Pick out each line in the entries below that contains the word "gold". Case counts.

-- Begin Data extract --

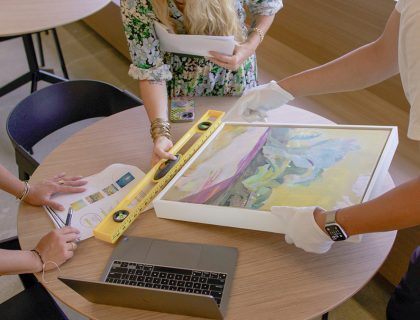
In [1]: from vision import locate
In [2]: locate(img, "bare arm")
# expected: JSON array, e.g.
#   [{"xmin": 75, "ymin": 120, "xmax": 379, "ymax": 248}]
[
  {"xmin": 0, "ymin": 249, "xmax": 42, "ymax": 274},
  {"xmin": 314, "ymin": 177, "xmax": 420, "ymax": 235},
  {"xmin": 209, "ymin": 15, "xmax": 275, "ymax": 70},
  {"xmin": 278, "ymin": 10, "xmax": 400, "ymax": 97},
  {"xmin": 0, "ymin": 165, "xmax": 25, "ymax": 197},
  {"xmin": 0, "ymin": 227, "xmax": 79, "ymax": 275},
  {"xmin": 139, "ymin": 80, "xmax": 175, "ymax": 164},
  {"xmin": 139, "ymin": 80, "xmax": 168, "ymax": 122}
]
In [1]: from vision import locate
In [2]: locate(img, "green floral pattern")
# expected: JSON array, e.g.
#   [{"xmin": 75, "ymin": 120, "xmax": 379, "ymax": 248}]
[{"xmin": 121, "ymin": 0, "xmax": 283, "ymax": 97}]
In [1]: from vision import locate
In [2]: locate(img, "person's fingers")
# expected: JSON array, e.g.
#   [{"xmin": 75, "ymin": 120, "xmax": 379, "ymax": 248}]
[
  {"xmin": 53, "ymin": 172, "xmax": 66, "ymax": 180},
  {"xmin": 59, "ymin": 226, "xmax": 80, "ymax": 234},
  {"xmin": 62, "ymin": 232, "xmax": 80, "ymax": 242},
  {"xmin": 67, "ymin": 241, "xmax": 77, "ymax": 251},
  {"xmin": 155, "ymin": 148, "xmax": 176, "ymax": 160},
  {"xmin": 209, "ymin": 59, "xmax": 231, "ymax": 69},
  {"xmin": 57, "ymin": 185, "xmax": 86, "ymax": 193},
  {"xmin": 59, "ymin": 180, "xmax": 87, "ymax": 187},
  {"xmin": 62, "ymin": 176, "xmax": 83, "ymax": 181},
  {"xmin": 44, "ymin": 200, "xmax": 64, "ymax": 211},
  {"xmin": 209, "ymin": 51, "xmax": 233, "ymax": 64}
]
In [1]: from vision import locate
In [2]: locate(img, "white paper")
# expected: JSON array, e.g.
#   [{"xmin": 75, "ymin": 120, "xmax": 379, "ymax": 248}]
[
  {"xmin": 154, "ymin": 21, "xmax": 235, "ymax": 57},
  {"xmin": 44, "ymin": 163, "xmax": 149, "ymax": 240}
]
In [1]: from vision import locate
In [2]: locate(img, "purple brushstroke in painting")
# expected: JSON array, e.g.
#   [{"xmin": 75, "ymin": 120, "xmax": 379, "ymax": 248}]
[{"xmin": 180, "ymin": 128, "xmax": 271, "ymax": 204}]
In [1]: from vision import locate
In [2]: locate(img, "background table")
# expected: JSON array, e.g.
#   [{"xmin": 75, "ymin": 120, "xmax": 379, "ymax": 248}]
[
  {"xmin": 0, "ymin": 0, "xmax": 111, "ymax": 97},
  {"xmin": 18, "ymin": 98, "xmax": 396, "ymax": 320}
]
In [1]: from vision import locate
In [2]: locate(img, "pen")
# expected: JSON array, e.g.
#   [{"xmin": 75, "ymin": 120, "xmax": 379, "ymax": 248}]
[{"xmin": 65, "ymin": 207, "xmax": 73, "ymax": 226}]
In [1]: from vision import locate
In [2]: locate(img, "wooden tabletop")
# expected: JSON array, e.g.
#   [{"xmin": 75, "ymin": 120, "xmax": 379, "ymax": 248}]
[
  {"xmin": 18, "ymin": 98, "xmax": 396, "ymax": 320},
  {"xmin": 0, "ymin": 0, "xmax": 111, "ymax": 37}
]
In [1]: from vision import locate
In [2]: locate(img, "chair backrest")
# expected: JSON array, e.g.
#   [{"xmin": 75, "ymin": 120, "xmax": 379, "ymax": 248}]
[{"xmin": 6, "ymin": 80, "xmax": 143, "ymax": 178}]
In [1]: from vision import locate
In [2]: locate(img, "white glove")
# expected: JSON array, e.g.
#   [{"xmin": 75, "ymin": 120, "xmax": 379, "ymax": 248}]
[
  {"xmin": 226, "ymin": 80, "xmax": 294, "ymax": 122},
  {"xmin": 271, "ymin": 207, "xmax": 334, "ymax": 253}
]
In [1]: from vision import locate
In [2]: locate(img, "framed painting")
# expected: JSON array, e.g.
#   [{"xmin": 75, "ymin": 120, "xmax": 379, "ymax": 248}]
[{"xmin": 154, "ymin": 122, "xmax": 398, "ymax": 232}]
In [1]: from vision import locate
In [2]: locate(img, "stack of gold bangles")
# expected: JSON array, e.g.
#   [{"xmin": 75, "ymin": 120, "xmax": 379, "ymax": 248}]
[{"xmin": 150, "ymin": 118, "xmax": 172, "ymax": 142}]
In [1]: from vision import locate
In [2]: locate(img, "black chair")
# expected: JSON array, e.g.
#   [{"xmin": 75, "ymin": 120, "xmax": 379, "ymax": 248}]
[
  {"xmin": 0, "ymin": 237, "xmax": 68, "ymax": 320},
  {"xmin": 6, "ymin": 80, "xmax": 143, "ymax": 180}
]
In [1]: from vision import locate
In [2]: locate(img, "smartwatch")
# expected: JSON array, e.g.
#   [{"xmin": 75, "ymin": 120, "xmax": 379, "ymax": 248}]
[{"xmin": 324, "ymin": 210, "xmax": 348, "ymax": 241}]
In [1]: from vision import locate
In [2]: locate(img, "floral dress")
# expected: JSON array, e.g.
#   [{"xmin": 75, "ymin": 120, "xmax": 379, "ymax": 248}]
[{"xmin": 121, "ymin": 0, "xmax": 283, "ymax": 97}]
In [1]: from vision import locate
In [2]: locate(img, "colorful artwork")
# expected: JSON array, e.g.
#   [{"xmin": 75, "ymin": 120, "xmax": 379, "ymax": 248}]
[{"xmin": 162, "ymin": 125, "xmax": 390, "ymax": 211}]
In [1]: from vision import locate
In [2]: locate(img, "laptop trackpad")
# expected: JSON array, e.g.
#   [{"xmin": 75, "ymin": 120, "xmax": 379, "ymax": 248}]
[{"xmin": 145, "ymin": 240, "xmax": 201, "ymax": 268}]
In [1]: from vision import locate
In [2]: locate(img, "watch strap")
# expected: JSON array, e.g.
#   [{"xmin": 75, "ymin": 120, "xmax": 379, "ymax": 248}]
[{"xmin": 325, "ymin": 210, "xmax": 338, "ymax": 225}]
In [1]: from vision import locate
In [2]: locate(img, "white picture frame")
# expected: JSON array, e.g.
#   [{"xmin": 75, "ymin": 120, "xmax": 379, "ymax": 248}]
[{"xmin": 153, "ymin": 122, "xmax": 398, "ymax": 233}]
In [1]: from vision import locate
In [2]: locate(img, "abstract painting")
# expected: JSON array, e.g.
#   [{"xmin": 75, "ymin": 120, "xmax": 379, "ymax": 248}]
[{"xmin": 162, "ymin": 124, "xmax": 390, "ymax": 211}]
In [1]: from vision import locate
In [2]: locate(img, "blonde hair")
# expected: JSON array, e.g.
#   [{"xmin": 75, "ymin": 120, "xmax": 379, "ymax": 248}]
[{"xmin": 152, "ymin": 0, "xmax": 245, "ymax": 42}]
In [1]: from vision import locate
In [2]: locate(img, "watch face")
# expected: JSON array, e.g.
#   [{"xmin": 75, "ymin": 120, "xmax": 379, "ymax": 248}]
[{"xmin": 325, "ymin": 223, "xmax": 347, "ymax": 241}]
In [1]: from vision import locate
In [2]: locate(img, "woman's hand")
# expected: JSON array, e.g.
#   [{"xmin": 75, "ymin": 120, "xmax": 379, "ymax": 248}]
[
  {"xmin": 24, "ymin": 173, "xmax": 87, "ymax": 211},
  {"xmin": 208, "ymin": 42, "xmax": 255, "ymax": 71},
  {"xmin": 152, "ymin": 136, "xmax": 176, "ymax": 166},
  {"xmin": 35, "ymin": 227, "xmax": 80, "ymax": 271}
]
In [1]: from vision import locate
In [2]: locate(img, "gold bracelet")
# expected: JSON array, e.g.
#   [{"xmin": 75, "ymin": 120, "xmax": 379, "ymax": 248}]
[
  {"xmin": 249, "ymin": 27, "xmax": 264, "ymax": 43},
  {"xmin": 16, "ymin": 180, "xmax": 31, "ymax": 201},
  {"xmin": 31, "ymin": 249, "xmax": 45, "ymax": 272},
  {"xmin": 150, "ymin": 118, "xmax": 172, "ymax": 142}
]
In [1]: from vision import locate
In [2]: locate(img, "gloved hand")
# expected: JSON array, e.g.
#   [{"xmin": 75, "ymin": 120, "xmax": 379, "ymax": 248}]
[
  {"xmin": 271, "ymin": 207, "xmax": 334, "ymax": 253},
  {"xmin": 226, "ymin": 80, "xmax": 294, "ymax": 122}
]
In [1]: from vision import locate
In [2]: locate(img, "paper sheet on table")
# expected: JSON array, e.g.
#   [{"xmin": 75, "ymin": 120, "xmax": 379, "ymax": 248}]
[
  {"xmin": 154, "ymin": 21, "xmax": 235, "ymax": 57},
  {"xmin": 44, "ymin": 163, "xmax": 151, "ymax": 240}
]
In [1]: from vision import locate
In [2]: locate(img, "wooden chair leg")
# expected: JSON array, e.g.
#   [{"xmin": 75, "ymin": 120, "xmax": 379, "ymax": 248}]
[
  {"xmin": 51, "ymin": 28, "xmax": 69, "ymax": 79},
  {"xmin": 35, "ymin": 32, "xmax": 45, "ymax": 67}
]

-- End Data extract --

• [Exercise response]:
In [2]: locate(img, "stack of gold bangles")
In [2]: locate(img, "gold bracelet")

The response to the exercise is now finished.